[Dataset entries]

────────────────────

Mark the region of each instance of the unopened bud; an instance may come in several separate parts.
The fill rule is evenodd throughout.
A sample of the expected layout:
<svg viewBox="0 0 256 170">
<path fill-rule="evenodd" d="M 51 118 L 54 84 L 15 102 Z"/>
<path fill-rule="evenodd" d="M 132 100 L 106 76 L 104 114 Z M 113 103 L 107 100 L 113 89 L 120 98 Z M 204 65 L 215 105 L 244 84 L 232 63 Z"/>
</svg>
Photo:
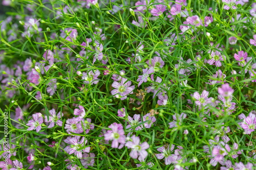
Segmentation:
<svg viewBox="0 0 256 170">
<path fill-rule="evenodd" d="M 132 8 L 130 9 L 130 13 L 131 13 L 132 15 L 133 15 L 133 16 L 135 16 L 135 15 L 134 14 L 134 11 Z"/>
<path fill-rule="evenodd" d="M 37 66 L 35 66 L 35 69 L 36 71 L 40 73 L 40 68 L 39 68 L 38 67 L 37 67 Z"/>
</svg>

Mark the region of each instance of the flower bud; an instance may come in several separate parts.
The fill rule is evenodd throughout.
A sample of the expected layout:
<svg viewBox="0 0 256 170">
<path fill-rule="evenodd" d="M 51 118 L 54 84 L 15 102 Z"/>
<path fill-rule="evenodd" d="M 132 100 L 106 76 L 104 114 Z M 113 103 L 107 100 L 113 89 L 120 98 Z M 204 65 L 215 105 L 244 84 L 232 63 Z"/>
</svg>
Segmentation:
<svg viewBox="0 0 256 170">
<path fill-rule="evenodd" d="M 38 67 L 37 67 L 37 66 L 35 66 L 35 69 L 36 71 L 38 72 L 39 73 L 40 73 L 40 68 L 39 68 Z"/>
<path fill-rule="evenodd" d="M 208 38 L 210 38 L 210 34 L 207 32 L 206 33 L 206 36 L 207 36 Z"/>
<path fill-rule="evenodd" d="M 52 162 L 47 162 L 47 164 L 49 166 L 53 166 L 53 165 L 54 165 L 54 164 L 53 164 L 53 163 Z"/>
<path fill-rule="evenodd" d="M 23 21 L 22 20 L 20 20 L 18 22 L 19 22 L 19 24 L 20 24 L 22 26 L 24 26 L 25 25 L 25 23 L 24 23 L 24 21 Z"/>
<path fill-rule="evenodd" d="M 134 14 L 134 11 L 132 8 L 130 9 L 130 13 L 131 13 L 132 15 L 133 15 L 133 16 L 135 16 L 135 15 Z"/>
<path fill-rule="evenodd" d="M 76 74 L 79 76 L 82 76 L 82 72 L 80 71 L 76 71 Z"/>
</svg>

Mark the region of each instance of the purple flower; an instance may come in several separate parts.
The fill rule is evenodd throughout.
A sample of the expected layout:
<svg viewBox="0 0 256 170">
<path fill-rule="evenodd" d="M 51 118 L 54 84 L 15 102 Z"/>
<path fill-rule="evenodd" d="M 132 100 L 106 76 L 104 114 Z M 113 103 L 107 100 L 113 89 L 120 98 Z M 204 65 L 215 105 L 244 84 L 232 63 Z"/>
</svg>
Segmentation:
<svg viewBox="0 0 256 170">
<path fill-rule="evenodd" d="M 250 43 L 254 46 L 256 46 L 256 34 L 253 35 L 253 39 L 250 39 Z"/>
<path fill-rule="evenodd" d="M 76 120 L 76 118 L 75 117 L 67 120 L 64 129 L 67 129 L 67 132 L 69 134 L 71 134 L 70 132 L 75 133 L 82 132 L 82 125 L 78 121 Z"/>
<path fill-rule="evenodd" d="M 212 18 L 212 16 L 206 16 L 204 18 L 204 26 L 205 27 L 208 27 L 211 23 L 214 21 L 214 19 Z"/>
<path fill-rule="evenodd" d="M 237 61 L 242 61 L 245 60 L 247 56 L 247 53 L 240 51 L 238 52 L 238 55 L 237 53 L 234 54 L 234 58 Z"/>
<path fill-rule="evenodd" d="M 159 16 L 165 11 L 166 6 L 162 5 L 157 5 L 156 9 L 153 8 L 151 10 L 151 13 L 154 16 Z"/>
<path fill-rule="evenodd" d="M 212 75 L 212 77 L 215 78 L 215 79 L 217 79 L 218 80 L 213 80 L 211 79 L 209 79 L 210 83 L 206 83 L 207 84 L 209 84 L 210 85 L 215 85 L 216 83 L 224 83 L 226 82 L 226 81 L 224 80 L 224 79 L 226 78 L 226 75 L 222 73 L 222 71 L 221 70 L 219 69 L 218 71 L 216 71 L 216 74 Z"/>
<path fill-rule="evenodd" d="M 119 82 L 121 81 L 121 79 L 122 79 L 122 76 L 124 75 L 124 74 L 125 73 L 125 71 L 124 71 L 123 70 L 121 70 L 121 71 L 119 71 L 120 75 L 113 75 L 112 77 L 111 78 L 114 81 L 116 81 L 116 82 Z"/>
<path fill-rule="evenodd" d="M 121 100 L 124 100 L 127 98 L 127 95 L 133 93 L 133 90 L 135 88 L 134 85 L 131 86 L 132 81 L 127 81 L 127 79 L 122 78 L 121 82 L 114 82 L 112 84 L 112 87 L 116 88 L 111 91 L 112 95 L 119 94 L 121 96 Z"/>
<path fill-rule="evenodd" d="M 218 88 L 218 92 L 223 97 L 229 98 L 234 92 L 234 89 L 229 86 L 228 83 L 225 83 Z"/>
<path fill-rule="evenodd" d="M 235 10 L 237 9 L 236 5 L 241 4 L 240 0 L 222 0 L 222 2 L 225 4 L 224 9 L 228 10 L 230 8 Z"/>
<path fill-rule="evenodd" d="M 32 67 L 33 65 L 33 63 L 31 61 L 31 58 L 27 58 L 26 59 L 24 65 L 23 65 L 23 70 L 24 71 L 28 71 L 30 70 L 30 68 Z"/>
<path fill-rule="evenodd" d="M 15 160 L 12 162 L 13 163 L 13 167 L 11 168 L 10 170 L 21 170 L 23 167 L 23 165 L 22 162 L 19 162 L 17 160 Z"/>
<path fill-rule="evenodd" d="M 174 127 L 178 127 L 178 126 L 181 125 L 181 122 L 186 118 L 187 115 L 184 113 L 182 113 L 180 115 L 176 113 L 173 115 L 173 118 L 174 121 L 169 123 L 169 128 L 173 128 Z"/>
<path fill-rule="evenodd" d="M 172 151 L 174 149 L 174 144 L 172 144 L 170 148 L 169 145 L 168 145 L 167 148 L 165 147 L 166 146 L 162 146 L 157 149 L 158 152 L 161 152 L 161 153 L 156 154 L 156 157 L 158 159 L 164 158 L 164 163 L 167 165 L 176 162 L 178 156 L 175 154 L 172 154 Z"/>
<path fill-rule="evenodd" d="M 200 20 L 198 15 L 189 16 L 187 18 L 186 21 L 191 25 L 194 25 L 196 27 L 202 25 L 202 21 Z"/>
<path fill-rule="evenodd" d="M 226 167 L 221 167 L 221 170 L 231 170 L 234 169 L 234 168 L 236 168 L 236 166 L 234 166 L 234 165 L 232 165 L 232 162 L 229 160 L 226 161 L 226 162 L 225 162 L 225 165 L 226 165 Z"/>
<path fill-rule="evenodd" d="M 76 120 L 78 122 L 81 121 L 82 118 L 86 116 L 86 111 L 84 108 L 82 106 L 78 106 L 79 109 L 75 109 L 74 110 L 74 114 L 76 116 L 79 116 L 76 117 Z"/>
<path fill-rule="evenodd" d="M 157 79 L 156 81 L 154 80 L 154 75 L 151 75 L 151 76 L 152 83 L 150 84 L 151 86 L 148 86 L 147 87 L 147 92 L 149 93 L 150 92 L 152 92 L 154 93 L 153 94 L 153 99 L 155 98 L 156 94 L 157 94 L 157 92 L 161 90 L 161 86 L 159 86 L 159 84 L 162 82 L 162 79 L 159 77 L 157 77 Z M 159 93 L 158 94 L 158 96 L 159 96 Z"/>
<path fill-rule="evenodd" d="M 99 80 L 98 79 L 98 76 L 99 76 L 100 74 L 100 72 L 98 69 L 96 69 L 94 71 L 91 70 L 89 72 L 83 72 L 82 80 L 85 80 L 83 83 L 88 84 L 90 84 L 91 85 L 97 84 L 99 82 L 98 80 Z"/>
<path fill-rule="evenodd" d="M 117 111 L 117 116 L 119 117 L 124 117 L 125 116 L 125 109 L 121 108 Z"/>
<path fill-rule="evenodd" d="M 38 132 L 41 130 L 42 128 L 41 127 L 41 124 L 42 124 L 43 119 L 41 116 L 41 114 L 40 113 L 36 113 L 32 115 L 33 120 L 29 120 L 28 123 L 27 124 L 27 126 L 30 126 L 27 130 L 32 131 L 34 129 L 36 128 L 36 132 Z"/>
<path fill-rule="evenodd" d="M 74 137 L 69 136 L 64 140 L 66 143 L 70 144 L 70 145 L 66 147 L 64 150 L 70 155 L 74 153 L 78 158 L 82 158 L 82 152 L 89 153 L 90 149 L 90 147 L 86 147 L 80 149 L 84 148 L 86 144 L 87 143 L 87 139 L 84 137 L 82 137 L 81 140 L 79 140 L 80 137 L 80 136 L 78 136 Z"/>
<path fill-rule="evenodd" d="M 234 142 L 233 144 L 233 147 L 232 147 L 232 151 L 231 152 L 230 155 L 231 155 L 231 157 L 233 159 L 236 159 L 238 157 L 238 154 L 242 154 L 242 152 L 243 152 L 243 150 L 241 151 L 238 151 L 238 144 Z"/>
<path fill-rule="evenodd" d="M 151 116 L 150 115 L 150 113 L 147 113 L 143 117 L 143 122 L 147 121 L 146 123 L 144 124 L 144 126 L 145 128 L 150 128 L 151 127 L 151 125 L 152 125 L 153 123 L 156 122 L 156 120 L 157 119 L 155 116 Z"/>
<path fill-rule="evenodd" d="M 147 156 L 147 149 L 150 148 L 150 145 L 146 142 L 144 142 L 140 144 L 140 138 L 134 135 L 131 137 L 132 141 L 129 141 L 125 143 L 125 147 L 128 149 L 132 149 L 130 156 L 134 158 L 137 159 L 138 155 L 141 157 L 142 159 L 145 159 Z"/>
<path fill-rule="evenodd" d="M 28 78 L 29 78 L 29 79 L 30 80 L 30 82 L 34 84 L 35 85 L 37 85 L 40 83 L 40 81 L 41 80 L 40 75 L 34 68 L 32 68 Z"/>
<path fill-rule="evenodd" d="M 27 157 L 27 159 L 28 159 L 28 160 L 29 161 L 32 161 L 34 160 L 35 160 L 36 158 L 32 155 L 32 154 L 30 154 L 30 156 L 29 156 Z"/>
<path fill-rule="evenodd" d="M 231 37 L 228 38 L 228 41 L 229 42 L 229 44 L 230 45 L 234 45 L 237 43 L 237 41 L 238 41 L 237 38 L 235 37 Z"/>
<path fill-rule="evenodd" d="M 221 53 L 218 51 L 212 51 L 210 55 L 211 59 L 208 60 L 207 63 L 210 65 L 213 65 L 215 63 L 216 67 L 220 67 L 222 65 L 220 61 L 224 61 Z"/>
<path fill-rule="evenodd" d="M 82 165 L 87 169 L 88 166 L 93 166 L 94 164 L 94 157 L 95 154 L 93 153 L 90 153 L 90 155 L 85 153 L 82 154 L 82 158 L 81 159 L 81 163 Z"/>
<path fill-rule="evenodd" d="M 179 4 L 176 4 L 175 7 L 172 7 L 170 10 L 171 14 L 173 15 L 177 15 L 179 14 L 181 11 L 182 7 L 182 6 Z"/>
<path fill-rule="evenodd" d="M 47 123 L 50 123 L 50 125 L 48 126 L 48 128 L 52 128 L 54 126 L 54 123 L 56 123 L 58 126 L 60 127 L 62 126 L 62 122 L 60 120 L 61 118 L 61 116 L 63 116 L 63 113 L 60 113 L 60 112 L 58 113 L 57 115 L 56 115 L 55 110 L 54 109 L 52 109 L 51 110 L 49 110 L 49 112 L 51 114 L 51 116 L 49 115 L 48 120 L 47 118 L 47 116 L 45 115 L 45 122 Z"/>
<path fill-rule="evenodd" d="M 248 162 L 246 165 L 244 165 L 241 162 L 235 163 L 236 168 L 234 170 L 252 170 L 252 163 Z"/>
<path fill-rule="evenodd" d="M 249 134 L 254 132 L 256 128 L 256 118 L 255 114 L 250 113 L 241 124 L 241 127 L 246 130 Z"/>
<path fill-rule="evenodd" d="M 8 159 L 5 161 L 0 162 L 0 168 L 2 170 L 9 170 L 12 167 L 12 161 L 11 159 Z"/>
<path fill-rule="evenodd" d="M 197 100 L 195 102 L 196 105 L 199 106 L 205 106 L 207 104 L 211 103 L 212 98 L 208 98 L 209 92 L 204 90 L 201 95 L 198 92 L 194 93 L 193 96 Z"/>
<path fill-rule="evenodd" d="M 164 96 L 162 94 L 158 95 L 158 99 L 157 104 L 159 106 L 165 106 L 168 102 L 168 96 L 166 94 L 164 94 Z"/>
<path fill-rule="evenodd" d="M 52 168 L 49 166 L 45 167 L 42 170 L 52 170 Z"/>
<path fill-rule="evenodd" d="M 210 163 L 214 166 L 216 166 L 218 162 L 224 165 L 224 157 L 228 155 L 227 151 L 230 151 L 230 148 L 223 141 L 220 142 L 220 145 L 214 146 L 212 152 L 213 158 L 210 161 Z"/>
<path fill-rule="evenodd" d="M 252 57 L 249 57 L 246 58 L 245 59 L 245 61 L 244 61 L 244 63 L 238 63 L 239 65 L 241 65 L 242 66 L 245 67 L 244 68 L 244 69 L 245 70 L 245 73 L 247 73 L 247 71 L 249 70 L 249 73 L 251 75 L 253 74 L 252 71 L 254 71 L 252 69 L 255 69 L 256 68 L 256 63 L 252 64 L 252 61 L 251 59 L 252 59 Z M 239 73 L 241 74 L 241 71 L 239 71 Z"/>
<path fill-rule="evenodd" d="M 102 44 L 100 44 L 99 46 L 96 46 L 95 47 L 96 53 L 94 55 L 94 58 L 93 58 L 93 65 L 96 61 L 96 59 L 98 59 L 98 60 L 99 61 L 100 61 L 103 58 L 102 50 L 103 50 Z"/>
<path fill-rule="evenodd" d="M 118 148 L 118 143 L 124 144 L 125 143 L 125 138 L 124 137 L 124 131 L 123 129 L 122 124 L 114 123 L 109 126 L 111 130 L 108 130 L 108 132 L 104 134 L 105 140 L 113 139 L 111 147 L 113 148 Z"/>
<path fill-rule="evenodd" d="M 137 22 L 136 21 L 133 20 L 132 22 L 132 23 L 136 26 L 137 27 L 141 27 L 142 28 L 146 27 L 146 23 L 147 22 L 145 22 L 143 20 L 142 17 L 141 16 L 139 16 L 138 17 L 138 20 L 139 22 Z M 145 25 L 145 27 L 144 26 L 144 25 Z"/>
<path fill-rule="evenodd" d="M 133 127 L 133 128 L 135 128 L 136 131 L 141 129 L 141 127 L 138 126 L 138 125 L 141 123 L 141 121 L 140 121 L 140 115 L 139 114 L 135 114 L 134 115 L 133 119 L 132 117 L 128 116 L 128 121 L 130 124 L 126 126 L 126 129 L 130 129 L 129 130 L 132 130 L 132 128 L 130 128 L 131 127 Z M 136 126 L 137 127 L 135 127 Z"/>
<path fill-rule="evenodd" d="M 137 79 L 137 81 L 139 82 L 138 87 L 140 86 L 142 82 L 146 83 L 147 81 L 147 78 L 150 76 L 150 74 L 154 72 L 154 68 L 151 67 L 146 68 L 146 69 L 142 69 L 143 75 L 139 76 L 139 78 Z"/>
</svg>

────────────────────

YOUR OBJECTIVE
Output the lines of the entries above, from the line containing "Mark the region of each instance of the purple" through the line containing "32 67 L 33 65" (both included), as a Markdown table with the columns "Row" and "Line". Leave out blank lines.

TASK RESULT
| Row | Line |
|---|---|
| 1 | Mark the region of each instance of the purple flower; an instance may come in several separate parts. |
| 2 | The fill rule is evenodd throughout. |
| 3 | A sample of the expected layout: |
| 4 | <svg viewBox="0 0 256 170"> |
| 5 | <path fill-rule="evenodd" d="M 51 118 L 54 84 L 15 102 Z"/> |
| 6 | <path fill-rule="evenodd" d="M 132 100 L 106 76 L 104 114 Z M 113 103 L 107 100 L 113 89 L 120 98 Z M 204 65 L 215 105 L 244 84 L 232 63 Z"/> |
| 7 | </svg> |
| 8 | Segmentation: |
| 9 | <svg viewBox="0 0 256 170"> |
| 10 | <path fill-rule="evenodd" d="M 250 43 L 254 46 L 256 46 L 256 34 L 253 35 L 253 39 L 250 39 Z"/> |
| 11 | <path fill-rule="evenodd" d="M 76 120 L 76 118 L 75 117 L 67 120 L 64 129 L 67 129 L 67 132 L 69 134 L 71 134 L 70 132 L 75 133 L 82 132 L 82 125 L 78 121 Z"/> |
| 12 | <path fill-rule="evenodd" d="M 212 18 L 212 16 L 206 16 L 204 18 L 204 26 L 205 27 L 208 27 L 211 23 L 214 21 L 214 19 Z"/> |
| 13 | <path fill-rule="evenodd" d="M 237 61 L 242 61 L 245 60 L 247 56 L 247 53 L 240 51 L 238 52 L 238 55 L 237 53 L 234 54 L 234 58 Z"/> |
| 14 | <path fill-rule="evenodd" d="M 159 16 L 165 11 L 166 6 L 162 5 L 157 5 L 156 9 L 153 8 L 151 10 L 151 13 L 154 16 Z"/> |
| 15 | <path fill-rule="evenodd" d="M 212 75 L 212 77 L 215 78 L 215 79 L 217 79 L 218 80 L 213 80 L 211 79 L 209 79 L 210 83 L 206 83 L 207 84 L 209 84 L 210 85 L 215 85 L 216 83 L 224 83 L 226 82 L 226 81 L 224 80 L 224 79 L 226 78 L 226 75 L 222 73 L 222 71 L 221 70 L 219 69 L 218 71 L 216 71 L 216 74 Z"/> |
| 16 | <path fill-rule="evenodd" d="M 119 82 L 121 81 L 121 79 L 122 79 L 122 76 L 124 75 L 124 74 L 125 73 L 125 71 L 124 71 L 123 70 L 121 70 L 121 71 L 119 71 L 120 75 L 113 75 L 112 77 L 111 78 L 114 81 L 116 81 L 116 82 Z"/> |
| 17 | <path fill-rule="evenodd" d="M 121 100 L 124 100 L 127 98 L 127 95 L 133 93 L 133 90 L 135 88 L 134 85 L 131 86 L 132 81 L 127 81 L 127 79 L 122 78 L 121 82 L 114 82 L 112 84 L 112 87 L 116 88 L 111 91 L 112 95 L 119 94 L 121 96 Z"/> |
| 18 | <path fill-rule="evenodd" d="M 218 88 L 218 92 L 223 97 L 229 98 L 234 92 L 234 89 L 229 86 L 228 83 L 225 83 Z"/> |
| 19 | <path fill-rule="evenodd" d="M 235 10 L 237 9 L 236 5 L 241 4 L 240 0 L 222 0 L 222 2 L 225 4 L 224 9 L 228 10 L 230 8 Z"/> |
| 20 | <path fill-rule="evenodd" d="M 32 67 L 33 65 L 33 63 L 31 61 L 31 58 L 27 58 L 26 59 L 24 65 L 23 65 L 23 70 L 24 71 L 28 71 L 30 70 L 30 68 Z"/> |